▸ **Trecho do texto**

Dizer que tudo isso não é nada de mais e que todas as conversas, sendo verídicas, seriam absolutamente normais, rotineiras, é decretar a morte do sistema acusatório, ou sua transformação no código dos mosqueteiros: um por todos, todos por um por um. Para além do direito, há quem prestigie esse tipo de ação, sem perceber seus evidentes riscos.
O jornalista econômico Carlos Sardenberg, por exemplo, escreveu n’O Globo que os diálogos não mostram mais do que uma “coordenação formal de trabalho” e que a operação é uma novidade eficiente que espanta só os que não querem punir a corrupção. A ideia de que uma “coordenação formal de trabalho” possa ser executada, excluindo a participação da defesa, só expõe o tamanho da incompreensão da noção de processo. Talvez sem perceber, o jornalista afirma exatamente aquilo que pretendia repelir.
Quanto à novidade na forma, recorro novamente aos ensinamentos do professor Jacinto Coutinho, que faz uma abordagem histórica do momento em que juiz e acusador se misturam. E não é lá muita novidade: “O Sistema Inquisitório aparece no âmbito da Igreja Católica e tem seu marco histórico (1215) em face do IV Concílio de Latrão”. Continua Coutinho, sobre a funcionalidade deste sistema: “Excluídas as partes, no processo inquisitório o réu vira um pecador, logo, detentor de uma ‘verdade’ a ser extraída”. O inquisidor, em suma, assume as funções de acusador e juiz: o réu é a encarnação do mal que deve ser combatido para o bem de todos.

▸ **Descrição da tarefa**
Reescreva de forma mais breve o parágrafo do trecho sobre o sistema acusatório que começa com “O jornalista econômico Carlos Sardenberg”, mantendo seus fatos principais.

▸ **Dados fornecidos**
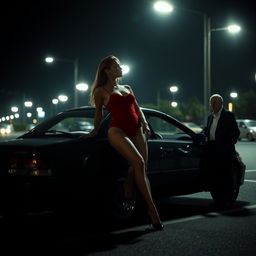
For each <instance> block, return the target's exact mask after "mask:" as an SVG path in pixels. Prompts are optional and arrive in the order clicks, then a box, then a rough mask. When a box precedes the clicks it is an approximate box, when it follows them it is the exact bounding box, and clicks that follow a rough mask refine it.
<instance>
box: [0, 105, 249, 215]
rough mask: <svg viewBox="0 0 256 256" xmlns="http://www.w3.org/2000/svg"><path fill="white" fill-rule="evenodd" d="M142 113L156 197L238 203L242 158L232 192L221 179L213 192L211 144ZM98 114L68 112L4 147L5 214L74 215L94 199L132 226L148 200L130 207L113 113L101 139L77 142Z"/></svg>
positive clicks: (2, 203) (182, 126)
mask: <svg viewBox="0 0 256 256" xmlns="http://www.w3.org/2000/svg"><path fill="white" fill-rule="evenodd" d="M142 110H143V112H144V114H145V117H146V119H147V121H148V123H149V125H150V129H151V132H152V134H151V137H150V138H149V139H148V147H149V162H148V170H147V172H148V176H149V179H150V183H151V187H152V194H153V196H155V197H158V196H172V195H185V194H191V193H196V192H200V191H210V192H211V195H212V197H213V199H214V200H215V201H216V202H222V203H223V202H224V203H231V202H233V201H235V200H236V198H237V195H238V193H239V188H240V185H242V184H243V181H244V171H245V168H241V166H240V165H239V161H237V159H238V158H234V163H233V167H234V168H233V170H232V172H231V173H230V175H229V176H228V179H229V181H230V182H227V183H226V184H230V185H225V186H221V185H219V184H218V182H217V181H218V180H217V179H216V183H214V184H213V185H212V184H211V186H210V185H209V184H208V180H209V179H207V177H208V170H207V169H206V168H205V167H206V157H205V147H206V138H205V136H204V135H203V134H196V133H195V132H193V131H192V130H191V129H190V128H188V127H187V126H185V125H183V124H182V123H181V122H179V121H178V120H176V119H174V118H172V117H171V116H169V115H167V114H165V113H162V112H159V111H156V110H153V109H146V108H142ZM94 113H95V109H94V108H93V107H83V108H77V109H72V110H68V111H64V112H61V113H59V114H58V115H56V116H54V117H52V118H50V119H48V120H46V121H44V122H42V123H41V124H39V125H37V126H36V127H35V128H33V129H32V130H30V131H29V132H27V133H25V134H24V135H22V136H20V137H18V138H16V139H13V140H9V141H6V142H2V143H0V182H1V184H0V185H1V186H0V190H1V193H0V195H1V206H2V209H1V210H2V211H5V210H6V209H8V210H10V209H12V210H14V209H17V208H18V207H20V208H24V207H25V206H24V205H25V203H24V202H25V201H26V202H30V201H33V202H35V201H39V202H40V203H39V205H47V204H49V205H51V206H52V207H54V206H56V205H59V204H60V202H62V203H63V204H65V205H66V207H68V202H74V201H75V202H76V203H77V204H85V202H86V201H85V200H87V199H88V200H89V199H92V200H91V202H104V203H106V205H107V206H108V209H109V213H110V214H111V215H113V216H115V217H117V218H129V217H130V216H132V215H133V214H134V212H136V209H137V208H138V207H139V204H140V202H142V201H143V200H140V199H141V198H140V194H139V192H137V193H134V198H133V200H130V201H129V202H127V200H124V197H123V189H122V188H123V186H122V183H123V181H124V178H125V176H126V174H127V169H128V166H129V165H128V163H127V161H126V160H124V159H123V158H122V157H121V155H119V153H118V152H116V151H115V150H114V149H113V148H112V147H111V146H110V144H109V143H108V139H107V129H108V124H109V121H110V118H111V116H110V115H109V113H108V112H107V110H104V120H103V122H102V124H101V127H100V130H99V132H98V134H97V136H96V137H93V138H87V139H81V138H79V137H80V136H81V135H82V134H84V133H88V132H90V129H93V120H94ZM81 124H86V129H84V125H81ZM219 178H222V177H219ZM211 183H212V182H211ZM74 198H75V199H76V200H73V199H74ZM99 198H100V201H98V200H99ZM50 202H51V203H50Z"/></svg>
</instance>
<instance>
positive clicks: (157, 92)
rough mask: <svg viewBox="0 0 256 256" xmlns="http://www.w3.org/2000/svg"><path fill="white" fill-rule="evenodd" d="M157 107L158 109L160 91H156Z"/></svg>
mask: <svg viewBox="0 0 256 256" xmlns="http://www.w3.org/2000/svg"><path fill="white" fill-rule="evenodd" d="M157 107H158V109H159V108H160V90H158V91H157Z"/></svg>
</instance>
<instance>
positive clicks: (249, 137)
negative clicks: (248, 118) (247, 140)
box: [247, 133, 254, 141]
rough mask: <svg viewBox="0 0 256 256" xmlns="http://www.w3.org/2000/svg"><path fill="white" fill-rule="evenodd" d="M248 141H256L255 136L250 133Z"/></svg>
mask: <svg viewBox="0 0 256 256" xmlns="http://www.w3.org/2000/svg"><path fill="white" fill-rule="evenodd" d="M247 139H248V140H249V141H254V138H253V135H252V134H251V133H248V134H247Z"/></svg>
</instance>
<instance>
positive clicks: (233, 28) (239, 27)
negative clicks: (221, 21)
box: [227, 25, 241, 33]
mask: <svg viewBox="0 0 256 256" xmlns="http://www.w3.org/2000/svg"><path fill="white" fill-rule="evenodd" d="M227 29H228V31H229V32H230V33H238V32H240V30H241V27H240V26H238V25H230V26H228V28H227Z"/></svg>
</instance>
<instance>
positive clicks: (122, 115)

▸ **Solução do exercício**
Em O Globo, o jornalista econômico Carlos Sardenberg escreveu que os diálogos mostram apenas uma “coordenação formal de trabalho” e que a operação é uma novidade eficiente, que só espanta quem não quer punir a corrupção. Admitir essa coordenação sem a participação da defesa, porém, revela a incompreensão da noção de processo. Assim, talvez sem perceber, o jornalista afirma justamente o que pretendia repelir.